• _EXERCISE DETAILS_: Scan the records beneath this line for the line holding "the metal railing" and the line holding "the smiling face", then transcribe exactly those two and all lines between.

** TASK DATA follows **

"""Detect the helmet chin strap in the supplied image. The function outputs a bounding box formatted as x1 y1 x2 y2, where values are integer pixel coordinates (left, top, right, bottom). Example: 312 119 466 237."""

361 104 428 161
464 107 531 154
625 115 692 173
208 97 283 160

** End of TASK DATA **
** TASK DATA follows **

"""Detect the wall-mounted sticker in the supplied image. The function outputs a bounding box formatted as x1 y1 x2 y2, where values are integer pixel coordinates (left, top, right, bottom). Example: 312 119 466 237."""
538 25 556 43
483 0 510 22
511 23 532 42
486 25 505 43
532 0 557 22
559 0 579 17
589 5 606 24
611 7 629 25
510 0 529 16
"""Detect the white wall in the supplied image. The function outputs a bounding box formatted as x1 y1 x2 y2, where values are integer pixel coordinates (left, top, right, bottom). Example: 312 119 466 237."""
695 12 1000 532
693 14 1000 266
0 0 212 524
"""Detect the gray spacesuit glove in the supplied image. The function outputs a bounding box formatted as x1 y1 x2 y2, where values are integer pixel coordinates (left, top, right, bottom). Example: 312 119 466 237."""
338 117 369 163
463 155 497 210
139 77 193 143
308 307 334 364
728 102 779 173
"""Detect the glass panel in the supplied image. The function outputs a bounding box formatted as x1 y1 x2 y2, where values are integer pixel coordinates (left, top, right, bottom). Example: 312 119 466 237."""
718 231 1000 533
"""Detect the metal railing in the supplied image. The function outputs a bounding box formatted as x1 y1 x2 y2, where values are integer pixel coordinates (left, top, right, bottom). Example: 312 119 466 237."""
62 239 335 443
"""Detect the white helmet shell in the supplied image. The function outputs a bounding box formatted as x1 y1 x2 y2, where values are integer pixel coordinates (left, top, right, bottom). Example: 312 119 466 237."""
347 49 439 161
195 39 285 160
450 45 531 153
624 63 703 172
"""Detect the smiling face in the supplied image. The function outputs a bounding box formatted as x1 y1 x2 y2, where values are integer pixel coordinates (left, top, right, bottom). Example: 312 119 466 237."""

** End of TASK DATA **

• _ANSWER TO THE PROBLEM_:
"""Detect the metal railing in the supplied image. The function outputs a bounding box formatted as x1 y1 x2 y2, where values are integer pixel coordinates (left, top, right, bottom). Example: 312 119 466 237."""
62 239 335 443
"""Detect the white helmet shell in the supplied image. The function outputs a bounding box formatted as x1 y1 x2 y2, where values are integer pixel coordinates (left, top, right, bottom). Example: 312 119 466 237."""
347 49 439 161
195 39 285 160
450 45 531 153
624 63 703 172
"""Detect the smiling face in the supplied image. The function outputs a bounding box formatted as x1 y1 x2 y2, where values are integer pixel coordinates (left, top, right, bottom). Example: 312 119 466 237."""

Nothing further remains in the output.